(Natural-language object grounding data)
Content starts
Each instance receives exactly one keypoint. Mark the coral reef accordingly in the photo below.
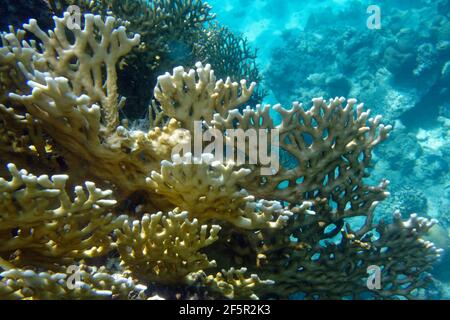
(173, 33)
(180, 219)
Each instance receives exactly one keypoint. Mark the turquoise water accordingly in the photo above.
(393, 56)
(399, 69)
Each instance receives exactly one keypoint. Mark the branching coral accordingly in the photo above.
(165, 248)
(93, 284)
(179, 218)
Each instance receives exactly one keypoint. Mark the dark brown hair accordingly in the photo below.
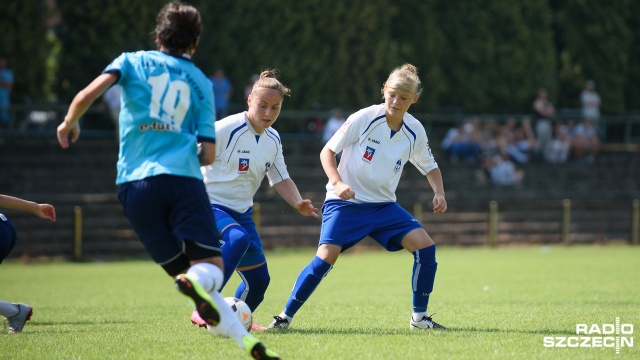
(178, 27)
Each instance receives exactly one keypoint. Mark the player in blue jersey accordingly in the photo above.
(376, 143)
(17, 314)
(247, 149)
(167, 108)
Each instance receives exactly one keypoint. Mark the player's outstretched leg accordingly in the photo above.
(17, 321)
(203, 303)
(426, 322)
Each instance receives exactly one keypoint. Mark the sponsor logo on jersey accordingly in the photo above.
(368, 154)
(243, 166)
(398, 166)
(155, 126)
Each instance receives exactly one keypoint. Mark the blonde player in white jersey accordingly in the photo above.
(376, 143)
(247, 149)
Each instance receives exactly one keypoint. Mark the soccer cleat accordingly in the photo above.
(204, 304)
(197, 320)
(17, 321)
(279, 323)
(257, 350)
(256, 327)
(425, 323)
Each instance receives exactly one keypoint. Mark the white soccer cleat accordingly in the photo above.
(425, 323)
(17, 321)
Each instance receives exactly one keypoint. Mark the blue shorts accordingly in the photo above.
(7, 237)
(225, 217)
(345, 224)
(171, 216)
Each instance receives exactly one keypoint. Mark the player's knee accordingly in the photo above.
(235, 236)
(426, 256)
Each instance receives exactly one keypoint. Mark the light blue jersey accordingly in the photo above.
(167, 107)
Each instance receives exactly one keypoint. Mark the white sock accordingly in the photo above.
(285, 316)
(417, 316)
(8, 309)
(207, 275)
(229, 324)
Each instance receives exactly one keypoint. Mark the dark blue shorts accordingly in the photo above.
(225, 216)
(7, 237)
(172, 217)
(346, 223)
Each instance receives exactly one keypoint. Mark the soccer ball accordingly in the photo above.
(242, 311)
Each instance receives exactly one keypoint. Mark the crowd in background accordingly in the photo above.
(501, 148)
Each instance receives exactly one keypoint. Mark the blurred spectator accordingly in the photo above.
(462, 143)
(544, 112)
(222, 90)
(503, 171)
(332, 125)
(557, 152)
(111, 98)
(249, 87)
(518, 141)
(6, 83)
(590, 102)
(586, 143)
(313, 124)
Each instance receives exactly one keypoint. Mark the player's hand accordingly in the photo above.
(344, 191)
(439, 204)
(46, 211)
(306, 208)
(63, 133)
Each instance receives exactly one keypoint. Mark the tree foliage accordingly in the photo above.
(486, 57)
(24, 44)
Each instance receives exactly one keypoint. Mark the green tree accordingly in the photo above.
(594, 42)
(94, 32)
(24, 45)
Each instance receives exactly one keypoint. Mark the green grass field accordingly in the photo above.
(498, 304)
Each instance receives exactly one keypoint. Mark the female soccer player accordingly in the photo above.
(376, 143)
(17, 314)
(167, 107)
(247, 149)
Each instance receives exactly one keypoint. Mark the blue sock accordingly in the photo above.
(253, 286)
(424, 274)
(306, 283)
(236, 242)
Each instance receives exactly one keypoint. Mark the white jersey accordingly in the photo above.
(243, 158)
(372, 160)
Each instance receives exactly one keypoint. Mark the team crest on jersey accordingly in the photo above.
(398, 166)
(368, 155)
(243, 166)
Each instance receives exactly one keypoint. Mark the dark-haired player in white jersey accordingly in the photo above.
(376, 143)
(248, 148)
(17, 314)
(167, 108)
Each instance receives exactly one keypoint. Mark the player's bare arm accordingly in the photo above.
(435, 181)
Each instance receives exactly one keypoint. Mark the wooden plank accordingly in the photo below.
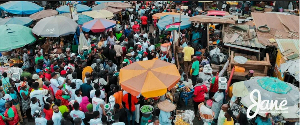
(233, 38)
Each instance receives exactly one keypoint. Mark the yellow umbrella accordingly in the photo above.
(99, 14)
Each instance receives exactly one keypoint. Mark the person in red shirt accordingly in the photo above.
(136, 27)
(144, 20)
(130, 102)
(199, 94)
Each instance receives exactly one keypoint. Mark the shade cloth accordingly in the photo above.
(99, 14)
(167, 20)
(42, 14)
(98, 25)
(25, 21)
(150, 78)
(55, 26)
(14, 36)
(20, 7)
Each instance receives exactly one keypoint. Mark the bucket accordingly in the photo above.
(280, 9)
(239, 69)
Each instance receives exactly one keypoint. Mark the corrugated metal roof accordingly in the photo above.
(236, 37)
(285, 44)
(277, 23)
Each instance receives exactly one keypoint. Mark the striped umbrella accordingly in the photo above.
(98, 25)
(150, 78)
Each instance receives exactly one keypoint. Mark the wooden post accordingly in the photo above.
(70, 7)
(207, 28)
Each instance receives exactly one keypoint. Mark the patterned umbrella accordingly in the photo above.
(98, 25)
(150, 78)
(99, 14)
(14, 36)
(21, 7)
(79, 7)
(42, 14)
(25, 21)
(83, 19)
(55, 26)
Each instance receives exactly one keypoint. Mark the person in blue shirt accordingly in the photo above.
(2, 102)
(15, 101)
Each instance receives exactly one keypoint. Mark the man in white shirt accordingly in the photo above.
(98, 103)
(76, 113)
(78, 82)
(55, 83)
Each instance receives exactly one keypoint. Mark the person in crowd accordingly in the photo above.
(76, 113)
(188, 52)
(84, 103)
(88, 115)
(57, 116)
(195, 70)
(39, 120)
(228, 118)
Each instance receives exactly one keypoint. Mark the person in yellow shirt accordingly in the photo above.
(188, 52)
(229, 120)
(85, 70)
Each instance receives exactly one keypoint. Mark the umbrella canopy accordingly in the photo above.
(83, 19)
(151, 78)
(42, 14)
(167, 20)
(25, 21)
(119, 5)
(104, 6)
(159, 15)
(291, 66)
(98, 25)
(21, 7)
(100, 2)
(99, 14)
(55, 26)
(15, 36)
(79, 7)
(292, 96)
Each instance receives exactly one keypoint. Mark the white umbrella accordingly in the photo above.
(55, 26)
(99, 14)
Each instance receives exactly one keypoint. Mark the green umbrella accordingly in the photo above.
(14, 36)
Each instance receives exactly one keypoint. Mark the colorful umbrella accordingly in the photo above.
(168, 20)
(25, 21)
(21, 7)
(150, 78)
(79, 7)
(14, 36)
(100, 2)
(83, 19)
(55, 26)
(42, 14)
(98, 25)
(99, 14)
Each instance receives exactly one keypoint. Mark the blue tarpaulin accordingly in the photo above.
(168, 19)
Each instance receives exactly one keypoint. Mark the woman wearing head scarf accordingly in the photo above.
(84, 103)
(24, 93)
(64, 99)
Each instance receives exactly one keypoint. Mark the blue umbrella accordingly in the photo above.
(79, 7)
(21, 7)
(25, 21)
(168, 19)
(99, 2)
(83, 19)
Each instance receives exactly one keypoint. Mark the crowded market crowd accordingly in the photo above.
(62, 86)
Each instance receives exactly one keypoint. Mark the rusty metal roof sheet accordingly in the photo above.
(279, 26)
(211, 19)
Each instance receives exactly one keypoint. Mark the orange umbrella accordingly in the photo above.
(150, 78)
(159, 15)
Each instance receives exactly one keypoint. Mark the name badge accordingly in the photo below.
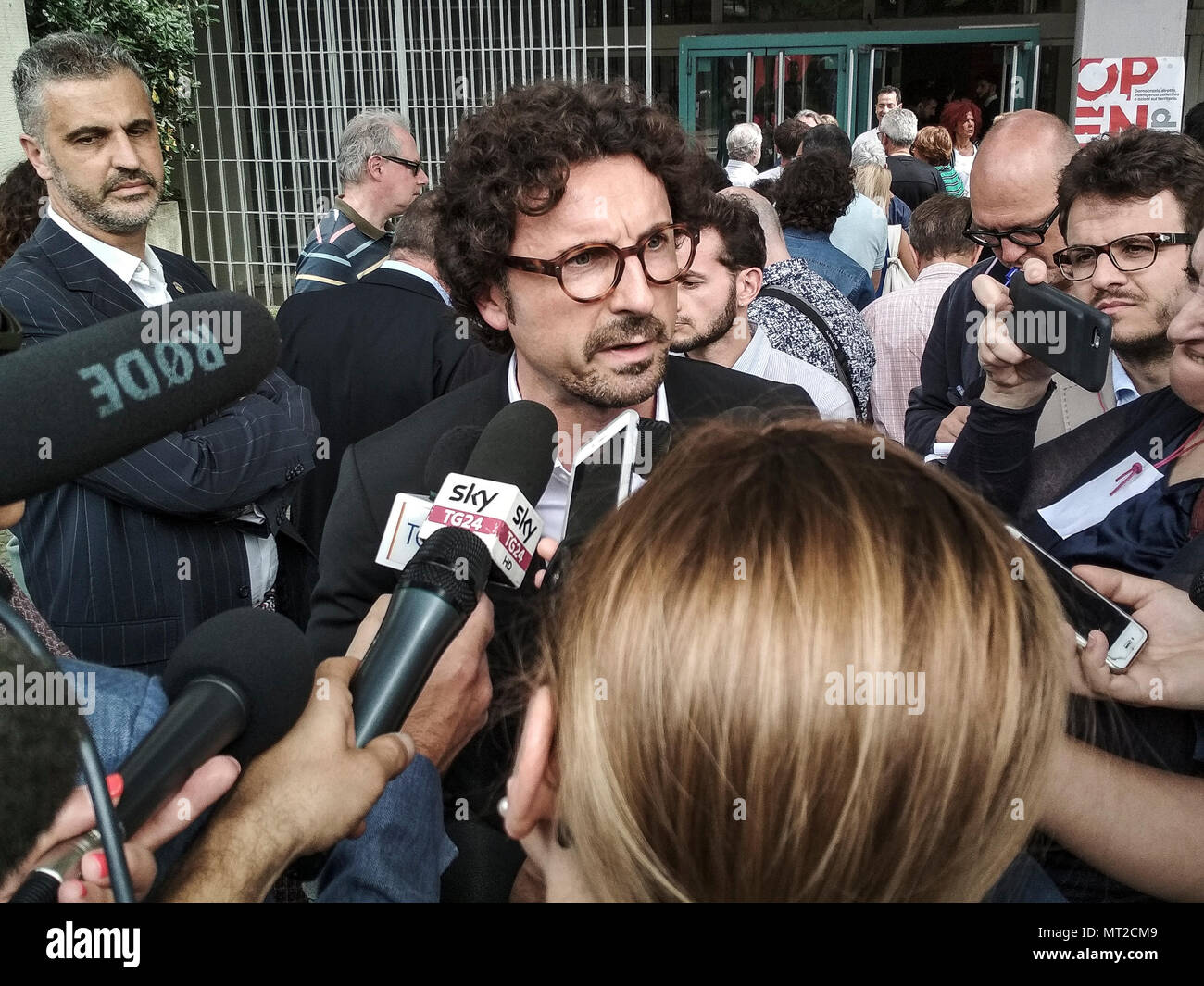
(1088, 505)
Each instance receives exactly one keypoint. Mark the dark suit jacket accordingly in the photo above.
(950, 373)
(393, 461)
(370, 354)
(124, 561)
(995, 454)
(913, 181)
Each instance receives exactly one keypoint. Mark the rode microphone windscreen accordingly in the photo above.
(83, 400)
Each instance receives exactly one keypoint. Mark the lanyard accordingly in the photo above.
(1135, 468)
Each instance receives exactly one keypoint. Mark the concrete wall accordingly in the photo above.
(13, 40)
(1111, 29)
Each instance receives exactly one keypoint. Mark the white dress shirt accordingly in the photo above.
(741, 173)
(1122, 383)
(145, 279)
(553, 505)
(762, 360)
(401, 265)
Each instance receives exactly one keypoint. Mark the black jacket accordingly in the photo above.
(127, 560)
(995, 454)
(370, 353)
(393, 461)
(949, 371)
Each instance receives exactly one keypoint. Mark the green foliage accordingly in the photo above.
(160, 36)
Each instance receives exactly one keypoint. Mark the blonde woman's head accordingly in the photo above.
(798, 665)
(873, 182)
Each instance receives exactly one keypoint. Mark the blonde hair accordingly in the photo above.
(698, 750)
(873, 182)
(934, 145)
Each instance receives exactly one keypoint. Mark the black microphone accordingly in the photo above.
(236, 685)
(83, 400)
(440, 586)
(1196, 593)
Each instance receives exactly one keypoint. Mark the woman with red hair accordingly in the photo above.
(963, 120)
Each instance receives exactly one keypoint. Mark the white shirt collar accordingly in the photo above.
(661, 412)
(755, 356)
(120, 263)
(1122, 383)
(401, 265)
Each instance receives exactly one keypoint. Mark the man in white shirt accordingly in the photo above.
(901, 320)
(743, 153)
(124, 561)
(713, 304)
(787, 137)
(861, 231)
(887, 97)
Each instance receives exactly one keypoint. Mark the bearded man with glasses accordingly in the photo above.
(1014, 208)
(1123, 490)
(570, 215)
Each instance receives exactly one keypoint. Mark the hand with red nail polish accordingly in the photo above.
(208, 782)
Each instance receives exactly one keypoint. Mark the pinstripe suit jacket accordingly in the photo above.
(128, 559)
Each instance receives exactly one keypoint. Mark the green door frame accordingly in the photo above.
(854, 49)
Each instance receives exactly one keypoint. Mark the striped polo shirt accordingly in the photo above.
(342, 247)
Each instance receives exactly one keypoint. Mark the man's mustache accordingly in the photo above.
(131, 176)
(1100, 296)
(624, 331)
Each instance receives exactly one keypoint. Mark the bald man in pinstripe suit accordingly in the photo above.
(124, 561)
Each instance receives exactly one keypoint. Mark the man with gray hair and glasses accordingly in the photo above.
(911, 181)
(381, 175)
(743, 153)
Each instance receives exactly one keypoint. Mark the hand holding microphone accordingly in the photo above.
(76, 818)
(482, 523)
(453, 705)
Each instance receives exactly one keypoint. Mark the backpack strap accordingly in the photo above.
Content ends
• [THE PROBLEM]
Your answer must consist solely of the lines from the one containing "polo shirt accordingly in the photo above." through the last line of the entries, reproduced exactly.

• [EXERCISE ANSWER]
Each instance receives exactly one keypoint. Mark the striped polo shirt accordingly in the photo above.
(342, 247)
Each instance receives exactly one keypoint. Mark the man's mustache accordingly in the photo above.
(131, 176)
(1100, 296)
(624, 331)
Each instance receives exactly one keypoint. Mark the bald man in pinstripe suit accordingly in the photo above.
(124, 561)
Each instance receives exactly one keypoint. Mark the man with gray hair and glasses accordingly in the photo above.
(911, 181)
(381, 175)
(743, 153)
Each instance receives exactly one keypoint. Mark the hand holding microphone accordingly in the photo above.
(76, 818)
(482, 523)
(453, 705)
Each instance receives exactly one keypoint. Mark the backpack strap accordingly in the photo above.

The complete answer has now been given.